======== Source passage ========

A feeding study finds that wheat bred for high zinc content raises the intake of this vital micronutrient, promising to improve nutrition security for the staple-dependent poor.

Wheat was prominent in the Green Revolution, which improved food security for millions of people. Today, wheat is central to enhancing nutrition security for millions more who rely on it for their daily bread. Through a new strategy called biofortification, scientists are breeding higher amounts of critical micronutrients into staple food crops. One nutrient being bred into wheat is essential for survival - zinc.

Zinc deficiency kills more than 400,000 children every year and stunts millions more. Most poor people who subsist on a staple food such as wheat and little else suffer from zinc deficiency. While a diverse diet that includes foods such as leafy vegetables and fruits, is ideal, poor people who live in rural areas may not be able to grow these foods or afford them even if they are available in local markets. But, by growing biofortified staple crops, they will be able to meet some of their micronutrient requirement with foods they already eat daily.

======== Data for review ========

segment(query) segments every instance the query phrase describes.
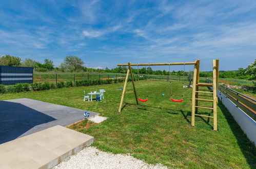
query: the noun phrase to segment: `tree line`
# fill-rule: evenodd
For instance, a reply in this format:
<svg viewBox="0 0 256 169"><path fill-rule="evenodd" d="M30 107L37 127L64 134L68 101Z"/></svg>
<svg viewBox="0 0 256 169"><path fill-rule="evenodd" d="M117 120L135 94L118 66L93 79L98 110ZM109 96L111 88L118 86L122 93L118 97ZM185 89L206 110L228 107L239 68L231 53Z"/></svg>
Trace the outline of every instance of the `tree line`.
<svg viewBox="0 0 256 169"><path fill-rule="evenodd" d="M82 59L76 56L67 56L58 67L54 67L53 62L46 59L43 63L32 60L30 58L26 58L23 60L21 58L5 55L0 56L0 66L22 66L33 67L35 71L47 72L47 71L62 71L63 72L97 72L103 73L125 73L127 71L127 67L117 67L113 69L109 69L106 67L105 69L93 69L85 67L84 62ZM177 75L187 76L189 72L183 71L174 71L171 72L165 70L154 71L150 67L142 68L136 69L132 68L132 72L134 74L151 74L156 75ZM212 71L200 72L201 77L211 77ZM222 78L237 78L241 79L256 79L256 59L254 62L249 65L246 69L239 68L238 70L234 71L220 71L219 77Z"/></svg>

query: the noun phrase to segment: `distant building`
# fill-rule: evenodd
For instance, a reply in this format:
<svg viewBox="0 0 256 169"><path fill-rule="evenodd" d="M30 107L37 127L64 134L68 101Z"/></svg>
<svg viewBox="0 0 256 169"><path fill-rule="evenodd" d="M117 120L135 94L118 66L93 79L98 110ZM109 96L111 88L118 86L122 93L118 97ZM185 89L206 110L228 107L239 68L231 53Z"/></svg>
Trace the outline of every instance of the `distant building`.
<svg viewBox="0 0 256 169"><path fill-rule="evenodd" d="M33 68L0 66L0 84L33 82Z"/></svg>

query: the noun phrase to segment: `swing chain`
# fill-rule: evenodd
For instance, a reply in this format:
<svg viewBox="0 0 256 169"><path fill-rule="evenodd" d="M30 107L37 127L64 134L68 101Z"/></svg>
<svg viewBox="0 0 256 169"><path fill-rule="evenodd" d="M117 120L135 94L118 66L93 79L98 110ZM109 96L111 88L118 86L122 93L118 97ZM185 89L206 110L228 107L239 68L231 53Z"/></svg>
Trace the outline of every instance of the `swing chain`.
<svg viewBox="0 0 256 169"><path fill-rule="evenodd" d="M184 81L185 81L185 62L184 62L184 68L183 68L183 81L182 82L182 88L184 88ZM182 90L182 95L181 95L181 97L182 98L182 99L183 99L183 93L184 93L184 89L183 89Z"/></svg>

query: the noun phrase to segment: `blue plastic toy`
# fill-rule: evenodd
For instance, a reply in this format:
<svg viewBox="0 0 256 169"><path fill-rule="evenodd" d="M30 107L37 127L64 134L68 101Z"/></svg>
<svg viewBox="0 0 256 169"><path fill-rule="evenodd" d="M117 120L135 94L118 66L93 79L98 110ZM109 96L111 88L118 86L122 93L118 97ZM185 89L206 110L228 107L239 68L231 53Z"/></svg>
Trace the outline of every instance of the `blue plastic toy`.
<svg viewBox="0 0 256 169"><path fill-rule="evenodd" d="M85 112L85 113L84 113L84 116L85 116L85 118L88 118L89 116L90 113L88 112Z"/></svg>

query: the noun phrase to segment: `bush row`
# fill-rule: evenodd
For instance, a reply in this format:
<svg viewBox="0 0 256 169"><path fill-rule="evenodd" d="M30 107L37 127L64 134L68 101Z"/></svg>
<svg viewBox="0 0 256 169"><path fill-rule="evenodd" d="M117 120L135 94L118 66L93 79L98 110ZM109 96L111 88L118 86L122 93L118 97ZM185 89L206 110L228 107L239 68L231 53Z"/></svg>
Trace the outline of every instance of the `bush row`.
<svg viewBox="0 0 256 169"><path fill-rule="evenodd" d="M139 80L144 80L146 78L145 77L140 77ZM134 78L134 80L137 81L137 78ZM112 83L120 83L124 82L124 79L109 79L106 80L96 79L96 80L77 80L75 81L75 86L89 86L104 84L110 84ZM131 78L129 78L128 81L131 81ZM31 85L31 89L29 87ZM0 93L19 93L22 92L28 92L31 90L34 91L39 91L43 90L47 90L56 88L69 88L74 86L74 84L72 81L60 81L55 83L45 82L44 83L34 82L31 84L28 83L17 83L13 86L9 86L8 88L5 88L3 84L0 84Z"/></svg>

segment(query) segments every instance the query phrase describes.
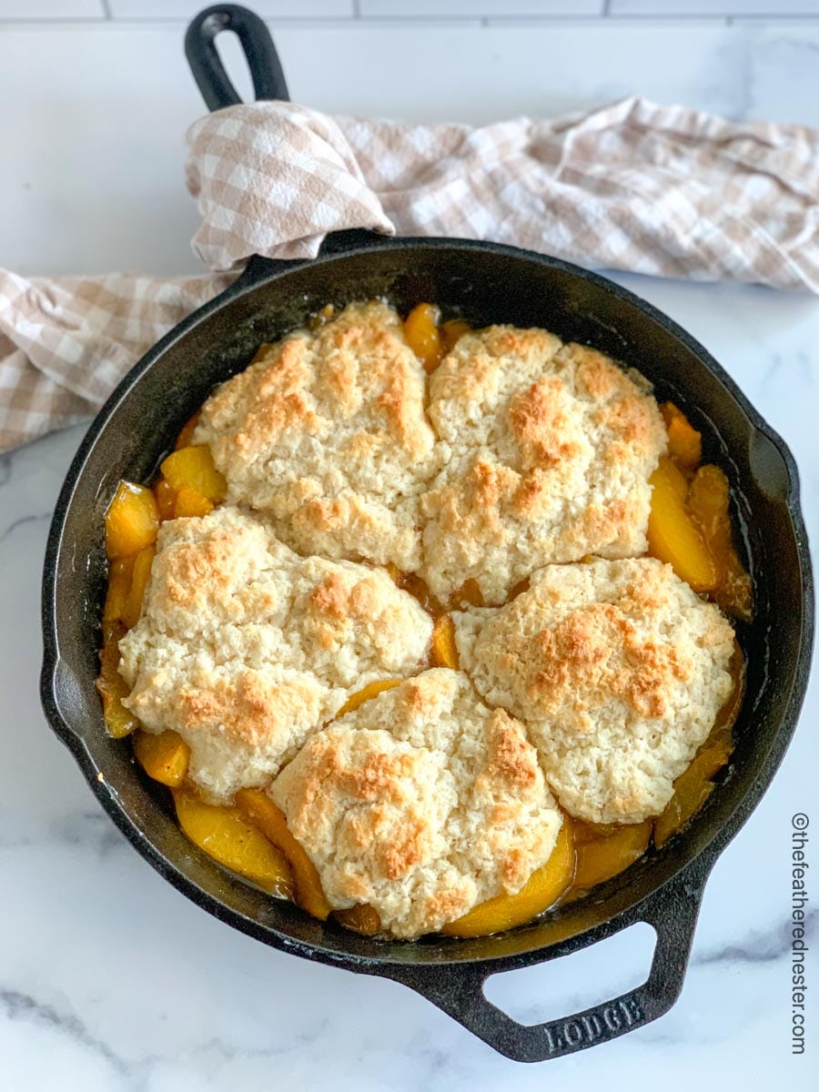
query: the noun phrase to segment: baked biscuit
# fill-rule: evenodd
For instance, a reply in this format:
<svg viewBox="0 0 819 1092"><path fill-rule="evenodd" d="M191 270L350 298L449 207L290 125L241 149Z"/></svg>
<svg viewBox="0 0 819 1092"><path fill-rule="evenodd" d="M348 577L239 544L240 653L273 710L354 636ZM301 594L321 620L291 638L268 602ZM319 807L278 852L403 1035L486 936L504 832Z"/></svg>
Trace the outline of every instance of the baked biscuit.
<svg viewBox="0 0 819 1092"><path fill-rule="evenodd" d="M351 304L263 345L205 402L193 442L210 444L228 500L269 513L299 554L411 571L418 494L436 468L424 396L395 310Z"/></svg>
<svg viewBox="0 0 819 1092"><path fill-rule="evenodd" d="M383 570L300 558L225 506L159 530L143 615L120 642L124 704L190 745L216 800L265 784L351 691L405 677L432 622Z"/></svg>
<svg viewBox="0 0 819 1092"><path fill-rule="evenodd" d="M637 372L545 330L464 334L429 381L443 470L423 500L422 575L502 603L530 572L646 548L667 438Z"/></svg>
<svg viewBox="0 0 819 1092"><path fill-rule="evenodd" d="M591 822L661 812L733 689L731 625L653 558L549 566L455 632L478 692L524 722L560 804Z"/></svg>
<svg viewBox="0 0 819 1092"><path fill-rule="evenodd" d="M269 792L331 904L407 938L519 891L562 822L523 726L446 668L312 736Z"/></svg>

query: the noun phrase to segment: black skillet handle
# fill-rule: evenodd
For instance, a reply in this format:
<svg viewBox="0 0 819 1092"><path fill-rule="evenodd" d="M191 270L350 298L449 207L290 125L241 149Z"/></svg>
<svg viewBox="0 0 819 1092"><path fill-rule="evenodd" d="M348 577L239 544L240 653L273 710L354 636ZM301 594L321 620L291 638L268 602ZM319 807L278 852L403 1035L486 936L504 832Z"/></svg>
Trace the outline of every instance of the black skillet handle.
<svg viewBox="0 0 819 1092"><path fill-rule="evenodd" d="M253 81L257 102L260 99L289 102L282 62L266 24L247 8L236 3L225 3L205 8L194 15L185 35L185 56L188 58L193 79L207 109L221 110L225 106L237 106L241 103L216 51L215 39L223 31L234 31L239 37ZM378 239L379 236L367 228L335 232L327 237L321 252L328 254L352 250L371 245ZM248 262L234 288L238 290L256 284L276 270L293 269L299 264L301 261L284 261L256 254Z"/></svg>
<svg viewBox="0 0 819 1092"><path fill-rule="evenodd" d="M657 936L649 977L636 989L583 1012L521 1024L488 1001L484 984L492 973L479 963L442 968L402 968L394 977L432 1001L489 1046L514 1061L545 1061L584 1051L650 1023L670 1009L682 989L695 925L710 862L693 862L645 903L617 922L615 929L648 922ZM557 951L560 956L565 952Z"/></svg>
<svg viewBox="0 0 819 1092"><path fill-rule="evenodd" d="M247 8L225 3L201 11L191 20L185 35L185 56L207 109L221 110L241 103L216 51L216 37L223 31L234 31L239 37L257 102L288 102L290 96L282 62L264 22Z"/></svg>

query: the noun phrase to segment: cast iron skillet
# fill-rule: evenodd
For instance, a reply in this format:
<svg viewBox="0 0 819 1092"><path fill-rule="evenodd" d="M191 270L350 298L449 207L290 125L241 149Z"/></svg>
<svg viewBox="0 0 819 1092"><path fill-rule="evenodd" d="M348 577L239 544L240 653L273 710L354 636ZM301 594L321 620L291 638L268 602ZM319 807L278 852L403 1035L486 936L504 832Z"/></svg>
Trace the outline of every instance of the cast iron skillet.
<svg viewBox="0 0 819 1092"><path fill-rule="evenodd" d="M257 95L286 97L264 25L226 5L202 12L187 37L209 106L238 102L213 45L223 28L241 38ZM756 618L739 632L748 687L736 751L701 812L662 850L581 901L476 940L360 937L224 871L181 834L166 791L141 773L129 745L106 735L94 689L106 582L103 521L119 479L147 479L214 383L244 368L260 342L301 324L327 302L373 296L387 296L404 311L432 300L444 314L462 314L476 325L545 327L640 368L658 397L673 397L701 429L705 459L727 472L753 575ZM510 1058L558 1057L655 1020L674 1004L705 879L770 784L794 732L812 640L796 466L701 345L604 277L511 247L345 233L328 239L312 262L253 259L230 288L163 337L122 380L91 426L57 503L43 631L41 696L51 727L128 840L189 899L275 948L404 983ZM648 981L637 989L534 1026L517 1023L484 997L488 975L555 959L634 922L650 923L657 936Z"/></svg>

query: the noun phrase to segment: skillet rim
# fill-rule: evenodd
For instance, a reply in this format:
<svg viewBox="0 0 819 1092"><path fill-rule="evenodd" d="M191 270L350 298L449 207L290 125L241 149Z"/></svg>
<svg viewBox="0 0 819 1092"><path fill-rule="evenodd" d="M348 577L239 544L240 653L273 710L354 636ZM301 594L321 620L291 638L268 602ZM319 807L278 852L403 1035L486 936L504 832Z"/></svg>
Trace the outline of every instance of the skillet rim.
<svg viewBox="0 0 819 1092"><path fill-rule="evenodd" d="M349 245L349 236L355 237L353 245ZM383 241L381 241L383 238ZM470 958L464 953L463 958L456 954L441 952L442 958L437 962L418 962L417 960L402 960L390 956L369 954L360 956L355 952L340 952L331 948L316 945L300 938L293 938L278 925L270 925L256 921L241 912L229 907L215 895L200 888L194 881L185 876L174 864L156 850L153 842L144 836L140 829L129 818L124 808L118 804L116 794L105 782L100 782L98 770L95 765L91 750L81 735L79 735L66 721L59 709L57 700L58 670L60 663L58 624L57 624L57 561L62 548L64 524L68 511L73 498L73 494L83 476L85 463L93 451L93 448L107 427L115 411L128 399L132 390L138 385L142 376L164 355L164 353L183 339L193 328L209 319L216 311L227 307L239 297L251 295L282 277L286 277L289 272L301 270L306 265L324 264L337 259L346 259L356 254L365 254L369 251L384 252L395 250L399 252L412 249L441 249L447 248L454 251L490 251L500 257L508 257L515 260L535 262L538 265L546 265L559 270L573 277L586 281L601 288L603 292L615 296L619 300L630 304L648 319L661 325L667 333L679 341L697 359L709 370L727 390L728 394L736 401L737 405L746 416L751 429L762 434L775 448L782 458L787 475L788 490L785 498L785 506L791 521L791 531L795 553L798 560L799 581L802 584L802 641L799 643L799 655L793 670L793 684L784 704L784 712L780 717L772 734L772 740L768 751L760 758L760 776L746 790L739 798L735 809L726 817L721 826L702 840L702 844L696 848L691 857L684 864L676 867L666 868L667 875L658 879L651 886L651 890L642 898L633 900L628 898L628 888L615 892L612 901L616 904L612 914L596 925L581 931L568 939L557 942L547 942L539 947L531 948L526 951L512 952L500 956L477 956ZM795 460L790 448L779 434L764 420L759 412L751 405L745 394L739 390L734 380L727 375L722 366L711 356L711 354L696 339L688 334L674 320L668 318L652 304L642 300L628 288L598 273L585 270L562 259L551 258L546 254L535 253L518 247L510 247L503 244L485 242L471 239L449 239L438 237L372 237L361 240L360 233L347 233L347 238L336 236L332 240L332 247L328 246L313 260L300 260L294 262L274 262L271 260L256 259L251 261L247 270L223 293L214 299L198 308L180 323L168 331L155 345L153 345L136 361L133 368L117 384L112 393L106 400L96 417L92 422L85 434L69 471L66 475L60 490L55 514L48 535L46 548L44 578L43 578L43 636L44 636L44 657L40 675L40 696L46 719L55 734L69 747L74 759L80 765L88 785L102 804L105 811L114 819L117 827L128 838L140 854L177 890L186 894L200 907L213 914L219 921L240 929L241 931L262 940L264 943L289 951L302 958L328 963L331 965L342 965L349 970L380 974L404 981L408 985L416 983L408 981L414 976L434 976L441 969L452 969L458 966L466 969L479 966L486 970L486 974L494 974L499 971L512 970L521 966L530 966L548 959L557 958L568 951L584 948L596 940L609 936L620 928L626 927L636 921L651 921L651 904L656 902L662 892L666 891L675 881L681 877L691 879L701 893L702 886L722 850L734 838L744 824L750 812L757 806L762 795L769 787L773 776L784 757L785 750L793 737L798 720L799 710L805 697L810 667L810 654L814 638L814 596L812 596L812 573L810 557L807 544L807 533L799 507L799 477ZM619 895L619 898L618 898ZM619 905L617 905L619 904ZM696 915L695 915L696 916ZM523 927L525 928L525 927ZM461 951L467 947L468 942L460 941Z"/></svg>

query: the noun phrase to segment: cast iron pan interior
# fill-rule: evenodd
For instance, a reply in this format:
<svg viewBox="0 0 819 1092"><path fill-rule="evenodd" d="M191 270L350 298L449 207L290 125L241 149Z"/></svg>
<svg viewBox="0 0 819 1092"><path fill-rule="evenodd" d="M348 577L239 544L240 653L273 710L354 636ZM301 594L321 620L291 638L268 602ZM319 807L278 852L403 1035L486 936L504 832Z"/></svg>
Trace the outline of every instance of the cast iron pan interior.
<svg viewBox="0 0 819 1092"><path fill-rule="evenodd" d="M181 834L169 795L142 774L129 744L107 736L94 687L106 583L104 515L120 478L147 480L214 384L241 370L261 342L304 324L328 302L341 307L378 296L404 313L432 300L444 318L474 325L545 327L639 368L657 397L672 397L702 431L704 460L727 473L753 577L755 621L738 633L748 673L736 750L701 812L661 851L579 902L476 940L359 937L226 873ZM236 285L171 331L120 383L59 498L43 620L48 720L103 806L162 875L266 943L404 982L502 1053L536 1060L622 1034L674 1002L708 873L762 796L793 734L807 685L812 587L790 451L702 346L665 316L555 259L483 242L381 240L353 232L329 240L314 262L254 260ZM612 1002L619 1009L600 1006L529 1028L484 998L489 973L553 959L636 921L654 926L657 948L648 982Z"/></svg>

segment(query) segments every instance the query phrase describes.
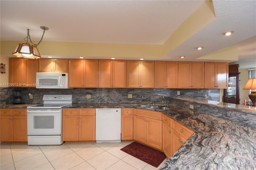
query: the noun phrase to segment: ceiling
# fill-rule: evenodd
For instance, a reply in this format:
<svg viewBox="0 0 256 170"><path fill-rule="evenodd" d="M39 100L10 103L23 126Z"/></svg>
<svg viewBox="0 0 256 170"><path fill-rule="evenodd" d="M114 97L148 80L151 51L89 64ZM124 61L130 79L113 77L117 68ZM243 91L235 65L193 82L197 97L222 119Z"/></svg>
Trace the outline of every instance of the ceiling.
<svg viewBox="0 0 256 170"><path fill-rule="evenodd" d="M210 2L214 20L162 57L148 60L181 61L178 57L185 55L182 61L196 61L230 47L238 48L238 61L223 61L239 63L240 68L256 67L256 1ZM42 34L40 26L44 26L49 29L43 42L161 45L204 3L182 0L1 0L0 40L22 42L29 29L32 41L37 43ZM198 16L198 19L203 16ZM190 26L196 24L194 22ZM234 32L229 37L222 35L230 30ZM199 46L204 48L196 50ZM47 55L51 54L42 57Z"/></svg>

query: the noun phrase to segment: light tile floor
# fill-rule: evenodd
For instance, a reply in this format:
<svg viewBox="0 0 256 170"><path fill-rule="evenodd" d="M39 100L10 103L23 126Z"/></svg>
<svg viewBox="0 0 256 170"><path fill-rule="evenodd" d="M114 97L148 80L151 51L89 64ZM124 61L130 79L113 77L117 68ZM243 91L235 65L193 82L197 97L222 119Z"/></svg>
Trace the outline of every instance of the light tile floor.
<svg viewBox="0 0 256 170"><path fill-rule="evenodd" d="M40 146L2 142L0 169L156 170L167 160L155 168L120 150L132 142L69 142Z"/></svg>

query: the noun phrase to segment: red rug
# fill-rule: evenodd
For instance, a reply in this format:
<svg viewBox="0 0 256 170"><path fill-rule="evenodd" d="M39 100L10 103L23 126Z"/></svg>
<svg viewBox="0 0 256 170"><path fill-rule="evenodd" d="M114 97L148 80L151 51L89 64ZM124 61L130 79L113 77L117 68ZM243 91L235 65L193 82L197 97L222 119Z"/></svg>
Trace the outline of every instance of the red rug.
<svg viewBox="0 0 256 170"><path fill-rule="evenodd" d="M121 150L156 168L166 157L163 152L136 142Z"/></svg>

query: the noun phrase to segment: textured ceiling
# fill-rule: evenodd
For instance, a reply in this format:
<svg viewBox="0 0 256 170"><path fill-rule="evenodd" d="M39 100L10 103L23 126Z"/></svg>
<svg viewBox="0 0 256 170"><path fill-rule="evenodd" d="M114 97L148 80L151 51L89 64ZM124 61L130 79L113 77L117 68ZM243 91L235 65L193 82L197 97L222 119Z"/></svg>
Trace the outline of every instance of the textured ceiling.
<svg viewBox="0 0 256 170"><path fill-rule="evenodd" d="M29 29L32 41L37 43L42 32L40 27L45 26L49 30L43 41L161 45L204 2L1 0L1 41L23 41ZM239 61L234 63L241 63L240 68L256 67L256 1L212 3L216 18L162 59L177 60L172 59L185 55L185 60L196 61L222 48L235 47ZM235 31L232 36L222 35L230 30ZM203 50L195 50L201 45Z"/></svg>

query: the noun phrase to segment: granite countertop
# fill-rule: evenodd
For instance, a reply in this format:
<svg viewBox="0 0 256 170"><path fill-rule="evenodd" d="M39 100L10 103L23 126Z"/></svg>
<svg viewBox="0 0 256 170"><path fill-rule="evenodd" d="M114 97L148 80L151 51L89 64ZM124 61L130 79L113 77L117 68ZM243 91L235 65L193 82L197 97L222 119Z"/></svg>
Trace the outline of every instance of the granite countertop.
<svg viewBox="0 0 256 170"><path fill-rule="evenodd" d="M230 105L212 104L225 107ZM235 105L228 107L246 112L249 109L250 114L255 113L256 107L240 108ZM26 108L27 106L10 105L5 107L1 106L1 108ZM172 110L163 111L141 108L138 104L110 103L72 104L64 108L133 107L161 111L194 129L195 132L162 166L161 170L256 169L256 128L176 105L171 105L169 107Z"/></svg>

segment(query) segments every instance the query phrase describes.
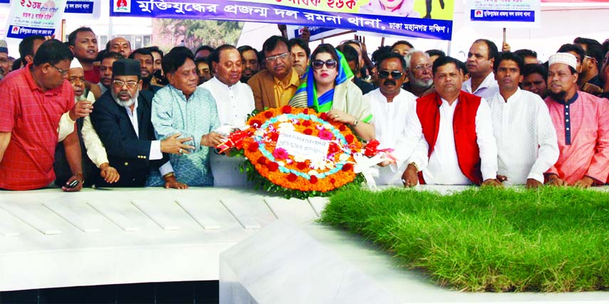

========

■ How to complete this task: Continue the passage on zinc-biofortified wheat, picking up after its last sentence.

■ Answer for the task:
However, there is a catch. Wheat, like many cereals, contains phytate, a phosphorus compound that inhibits the digestive system's absorption of minerals such as zinc. Phytate may contribute to the high rates of zinc deficiency found in South Asian communities that rely upon unrefined wheat products for sustenance. But phytate also plays an important role in seed viability, plant growth and crop yield. Therefore, instead of reducing phytate content in the edible portions of staple food crops to enhance human nutrition, scientists are breeding in more zinc to compensate for their inhibitory effect.

Last year, sufficient quantities of conventionally bred high-zinc wheat were available from the International Maize and Wheat Improvement Center to investigate for the first time whether more zinc can actually be absorbed from biofortified wheat than from ordinary wheat and the extent to which phytate inhibits zinc uptake. A team of researchers with the HarvestPlus Challenge Program fed, as part of a controlled feeding trial, a group of Mexican women, whose usual diet is high in grain and phytate content, tortillas made from zinc-biofortified wheat flour. They found substantially higher intake of bioavailable zinc from the zinc‐biofortified wheat.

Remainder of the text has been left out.